··· Document
Friday, April 27, 2007

yeah I know

It's been awhile. I've been working on my alcoholism. So go fuck yourself if you've missed me. I really don't care.

Who the fuck bans SUNFLOWER SEEDS from a baseball park? There is a baseball park here locally that banned SUNFLOWER SEEDS from two of their fields. Granted these fields have the really cool all weather turf. Hell, one field has the entire thing outfitted with this shit. The other just the infield.

I hear the breakdown of seeds on this shit voids some warranty. Warranty? This shit is to last 20 years? What the fuck!

So I go to the Heir's game the other night. He's playing on the holy shit all fake field. I throw some seeds in my mouth and the ump sees me. I'm taking pics and he mentions to me that seeds are banned from this field. I say so what, I know. I'm spitting in the can. He was all like But dood you can't do that here. I'm like so what!
······
What to work on:
- 1) In the blog post, what did the local baseball park ban from two of its fields?
- 2) Pick up the blog post about the sunflower seed ban after its last sentence and carry it on.
The listing has no connection to the blog post.
··· Stored records
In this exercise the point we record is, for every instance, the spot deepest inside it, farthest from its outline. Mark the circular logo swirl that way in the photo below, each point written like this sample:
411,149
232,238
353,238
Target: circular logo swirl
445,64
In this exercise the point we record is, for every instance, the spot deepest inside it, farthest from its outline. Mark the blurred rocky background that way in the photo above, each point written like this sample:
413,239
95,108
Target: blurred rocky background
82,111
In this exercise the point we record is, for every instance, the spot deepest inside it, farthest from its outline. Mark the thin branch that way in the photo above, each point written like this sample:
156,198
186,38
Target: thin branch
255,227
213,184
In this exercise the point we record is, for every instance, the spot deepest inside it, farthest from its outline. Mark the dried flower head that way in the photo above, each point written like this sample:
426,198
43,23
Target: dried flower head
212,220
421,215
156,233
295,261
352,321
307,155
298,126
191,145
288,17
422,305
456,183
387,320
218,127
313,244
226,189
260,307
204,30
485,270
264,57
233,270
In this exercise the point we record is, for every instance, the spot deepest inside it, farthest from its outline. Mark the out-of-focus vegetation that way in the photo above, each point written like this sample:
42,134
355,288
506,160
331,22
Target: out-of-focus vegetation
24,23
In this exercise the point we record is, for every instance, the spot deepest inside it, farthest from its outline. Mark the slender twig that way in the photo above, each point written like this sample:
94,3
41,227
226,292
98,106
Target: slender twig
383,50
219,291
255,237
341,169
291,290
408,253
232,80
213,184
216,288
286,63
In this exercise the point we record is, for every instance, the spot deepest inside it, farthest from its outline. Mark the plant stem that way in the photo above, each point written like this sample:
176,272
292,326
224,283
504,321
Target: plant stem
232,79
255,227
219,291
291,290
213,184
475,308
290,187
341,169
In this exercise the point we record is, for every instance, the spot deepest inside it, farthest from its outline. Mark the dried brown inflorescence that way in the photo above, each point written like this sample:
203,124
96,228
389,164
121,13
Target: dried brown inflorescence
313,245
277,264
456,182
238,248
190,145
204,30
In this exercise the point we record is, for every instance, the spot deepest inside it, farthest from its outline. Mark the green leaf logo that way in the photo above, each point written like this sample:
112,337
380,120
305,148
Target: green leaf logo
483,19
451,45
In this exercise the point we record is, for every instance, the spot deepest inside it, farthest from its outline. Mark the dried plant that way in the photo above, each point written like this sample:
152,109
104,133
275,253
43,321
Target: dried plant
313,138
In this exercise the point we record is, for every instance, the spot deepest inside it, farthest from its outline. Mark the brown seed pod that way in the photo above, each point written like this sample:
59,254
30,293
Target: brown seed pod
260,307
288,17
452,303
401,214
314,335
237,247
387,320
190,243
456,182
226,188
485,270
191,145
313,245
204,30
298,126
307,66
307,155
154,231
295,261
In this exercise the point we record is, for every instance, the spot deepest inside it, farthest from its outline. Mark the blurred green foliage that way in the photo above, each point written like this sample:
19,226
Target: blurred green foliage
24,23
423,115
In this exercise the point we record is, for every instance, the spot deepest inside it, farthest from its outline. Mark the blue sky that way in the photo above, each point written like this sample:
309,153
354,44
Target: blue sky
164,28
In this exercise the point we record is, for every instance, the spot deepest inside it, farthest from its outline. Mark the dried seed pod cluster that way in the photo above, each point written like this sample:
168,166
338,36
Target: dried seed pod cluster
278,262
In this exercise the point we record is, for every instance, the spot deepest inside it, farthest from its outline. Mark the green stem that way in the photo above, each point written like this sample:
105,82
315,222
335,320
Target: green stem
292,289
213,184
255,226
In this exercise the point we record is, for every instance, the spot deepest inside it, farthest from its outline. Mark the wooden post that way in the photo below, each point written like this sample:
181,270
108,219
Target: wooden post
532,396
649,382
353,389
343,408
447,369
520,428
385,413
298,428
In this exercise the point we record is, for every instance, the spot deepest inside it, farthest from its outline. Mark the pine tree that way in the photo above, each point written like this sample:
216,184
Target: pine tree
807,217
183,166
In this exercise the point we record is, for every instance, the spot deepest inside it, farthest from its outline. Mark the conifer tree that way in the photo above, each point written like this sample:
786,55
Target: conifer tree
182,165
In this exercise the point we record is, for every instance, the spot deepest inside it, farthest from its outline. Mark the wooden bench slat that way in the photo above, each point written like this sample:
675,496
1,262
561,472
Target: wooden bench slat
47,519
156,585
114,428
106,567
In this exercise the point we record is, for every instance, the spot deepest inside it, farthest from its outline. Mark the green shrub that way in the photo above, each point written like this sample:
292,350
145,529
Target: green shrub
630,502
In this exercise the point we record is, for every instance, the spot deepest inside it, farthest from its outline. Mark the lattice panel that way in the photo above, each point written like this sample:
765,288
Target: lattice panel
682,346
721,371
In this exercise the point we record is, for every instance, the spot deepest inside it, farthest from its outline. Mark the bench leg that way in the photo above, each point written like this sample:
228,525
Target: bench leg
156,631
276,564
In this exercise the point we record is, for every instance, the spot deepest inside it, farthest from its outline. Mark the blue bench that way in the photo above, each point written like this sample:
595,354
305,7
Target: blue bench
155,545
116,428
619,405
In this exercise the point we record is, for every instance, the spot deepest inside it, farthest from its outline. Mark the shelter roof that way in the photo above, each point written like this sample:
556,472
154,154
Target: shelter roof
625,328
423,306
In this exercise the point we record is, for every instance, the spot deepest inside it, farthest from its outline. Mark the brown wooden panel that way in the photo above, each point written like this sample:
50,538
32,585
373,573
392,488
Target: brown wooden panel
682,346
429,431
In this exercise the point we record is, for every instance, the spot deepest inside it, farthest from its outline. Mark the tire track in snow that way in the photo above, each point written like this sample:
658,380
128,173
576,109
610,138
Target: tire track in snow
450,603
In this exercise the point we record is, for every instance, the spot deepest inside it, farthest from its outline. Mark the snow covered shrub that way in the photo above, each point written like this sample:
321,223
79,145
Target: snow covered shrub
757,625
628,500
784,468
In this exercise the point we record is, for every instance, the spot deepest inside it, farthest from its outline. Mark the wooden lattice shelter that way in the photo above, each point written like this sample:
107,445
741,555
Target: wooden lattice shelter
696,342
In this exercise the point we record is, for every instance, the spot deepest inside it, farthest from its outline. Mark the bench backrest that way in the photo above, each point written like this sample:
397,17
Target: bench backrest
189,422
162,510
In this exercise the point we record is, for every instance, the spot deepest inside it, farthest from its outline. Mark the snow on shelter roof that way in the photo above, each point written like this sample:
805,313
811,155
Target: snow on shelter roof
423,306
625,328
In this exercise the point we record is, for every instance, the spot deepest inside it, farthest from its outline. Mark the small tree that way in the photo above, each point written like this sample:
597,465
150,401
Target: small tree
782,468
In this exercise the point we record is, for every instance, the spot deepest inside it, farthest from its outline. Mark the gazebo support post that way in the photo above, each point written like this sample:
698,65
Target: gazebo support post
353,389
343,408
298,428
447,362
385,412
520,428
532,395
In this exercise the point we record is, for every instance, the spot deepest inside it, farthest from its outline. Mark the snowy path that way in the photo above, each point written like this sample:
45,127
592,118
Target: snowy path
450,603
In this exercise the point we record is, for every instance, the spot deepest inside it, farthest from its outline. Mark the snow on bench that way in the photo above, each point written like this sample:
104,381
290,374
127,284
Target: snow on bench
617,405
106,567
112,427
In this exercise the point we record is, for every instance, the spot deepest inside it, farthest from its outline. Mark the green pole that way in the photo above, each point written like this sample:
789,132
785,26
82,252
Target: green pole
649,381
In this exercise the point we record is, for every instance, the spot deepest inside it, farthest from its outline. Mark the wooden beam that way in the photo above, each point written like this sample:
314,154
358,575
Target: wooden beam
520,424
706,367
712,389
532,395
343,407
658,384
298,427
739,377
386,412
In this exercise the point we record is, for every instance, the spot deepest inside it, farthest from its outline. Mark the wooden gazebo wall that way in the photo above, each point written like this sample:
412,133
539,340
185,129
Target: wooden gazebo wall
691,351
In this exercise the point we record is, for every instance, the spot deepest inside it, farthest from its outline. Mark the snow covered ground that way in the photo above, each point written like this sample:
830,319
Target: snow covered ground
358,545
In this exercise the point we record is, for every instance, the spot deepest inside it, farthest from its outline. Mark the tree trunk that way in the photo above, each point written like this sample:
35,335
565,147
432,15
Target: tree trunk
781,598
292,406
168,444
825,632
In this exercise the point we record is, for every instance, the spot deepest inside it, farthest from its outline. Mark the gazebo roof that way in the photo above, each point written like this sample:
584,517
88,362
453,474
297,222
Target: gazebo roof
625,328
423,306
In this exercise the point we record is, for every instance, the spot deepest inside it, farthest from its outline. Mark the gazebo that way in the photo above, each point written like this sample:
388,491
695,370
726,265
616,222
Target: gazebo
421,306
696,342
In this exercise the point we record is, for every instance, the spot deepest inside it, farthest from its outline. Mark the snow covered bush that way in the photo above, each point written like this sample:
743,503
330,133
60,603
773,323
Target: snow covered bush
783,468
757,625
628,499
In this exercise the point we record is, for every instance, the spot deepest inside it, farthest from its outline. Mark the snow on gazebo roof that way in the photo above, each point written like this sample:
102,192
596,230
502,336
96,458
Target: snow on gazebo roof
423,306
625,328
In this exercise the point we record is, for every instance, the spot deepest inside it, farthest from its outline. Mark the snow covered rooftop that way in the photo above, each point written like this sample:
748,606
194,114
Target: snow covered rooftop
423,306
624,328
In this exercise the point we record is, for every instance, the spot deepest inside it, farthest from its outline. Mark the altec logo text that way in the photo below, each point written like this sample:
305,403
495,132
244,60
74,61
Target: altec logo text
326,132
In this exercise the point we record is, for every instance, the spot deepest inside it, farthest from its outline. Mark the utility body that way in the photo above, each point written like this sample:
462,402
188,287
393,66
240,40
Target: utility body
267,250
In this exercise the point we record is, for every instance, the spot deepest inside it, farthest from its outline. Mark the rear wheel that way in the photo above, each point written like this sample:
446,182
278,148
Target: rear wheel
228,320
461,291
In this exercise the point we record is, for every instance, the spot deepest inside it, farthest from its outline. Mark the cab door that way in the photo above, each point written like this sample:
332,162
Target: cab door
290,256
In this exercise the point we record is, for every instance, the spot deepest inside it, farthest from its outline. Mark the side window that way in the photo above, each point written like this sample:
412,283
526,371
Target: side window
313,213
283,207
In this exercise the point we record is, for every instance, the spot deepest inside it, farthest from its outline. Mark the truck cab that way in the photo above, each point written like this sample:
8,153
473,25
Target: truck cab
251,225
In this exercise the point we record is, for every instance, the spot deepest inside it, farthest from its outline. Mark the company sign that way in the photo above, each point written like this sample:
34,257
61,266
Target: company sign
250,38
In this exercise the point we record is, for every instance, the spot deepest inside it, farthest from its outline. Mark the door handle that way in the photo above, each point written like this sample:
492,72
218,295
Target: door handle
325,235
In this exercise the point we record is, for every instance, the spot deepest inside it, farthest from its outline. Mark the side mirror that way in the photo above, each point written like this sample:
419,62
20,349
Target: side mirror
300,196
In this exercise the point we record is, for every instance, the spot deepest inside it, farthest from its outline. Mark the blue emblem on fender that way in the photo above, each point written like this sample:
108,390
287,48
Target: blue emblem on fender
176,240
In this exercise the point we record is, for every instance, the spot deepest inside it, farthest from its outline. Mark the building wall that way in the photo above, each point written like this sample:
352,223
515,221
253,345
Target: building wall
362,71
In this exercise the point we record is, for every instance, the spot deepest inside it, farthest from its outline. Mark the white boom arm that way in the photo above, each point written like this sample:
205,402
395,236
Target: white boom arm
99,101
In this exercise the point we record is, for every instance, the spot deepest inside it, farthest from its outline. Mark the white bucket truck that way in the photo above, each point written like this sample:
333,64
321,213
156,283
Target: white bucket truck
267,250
······
Answers below:
- 1) Sunflower seeds.

- 2)
An inning later he comes up and confides that he's acutally supposed to report/escort people off for EATING SUNFLOWER SEEDS on this field and if need be, call the SHERIFF to assist. I said to him go ahead. Really. You get me arrested for eating seeds at a BASEBALL park and I'll be on Fox News by 0600 EST tomorrow. He laughed and said he was just doing his job. I know. He wasn't a dick so I wasn't either. But when the Heir's coach came up and asked WTF was going on I told him and asked if I could smoke a nugget on field instead? That's not banned; at least it's not on the 'banned list'! The look. Oh the look. He wanted SO bad to ask if I wanted to lite a bowl...shit like I have any.....

Even parents are pissed. This is stupid. I should email ConAgra foods (BTW they own David's sunflower seeds; you know..the seeds you can buy in FIVE gallon buckets...for BASEBALL). I really need to read up on the field's manufacturer's website. This is BULLSHIT.

Banning smoking, fucking, homoerotism, chewing tobacco, the word FUCK, I can live with. There are Kids there. But SUNFLOWER SEEDS?!

FUCK Around!

Next thing you know we'll have a lame duck president that can't get shit done.........Oh wait we got that already. I Love listening to NPR news. It beats entertainment tonite hands down :)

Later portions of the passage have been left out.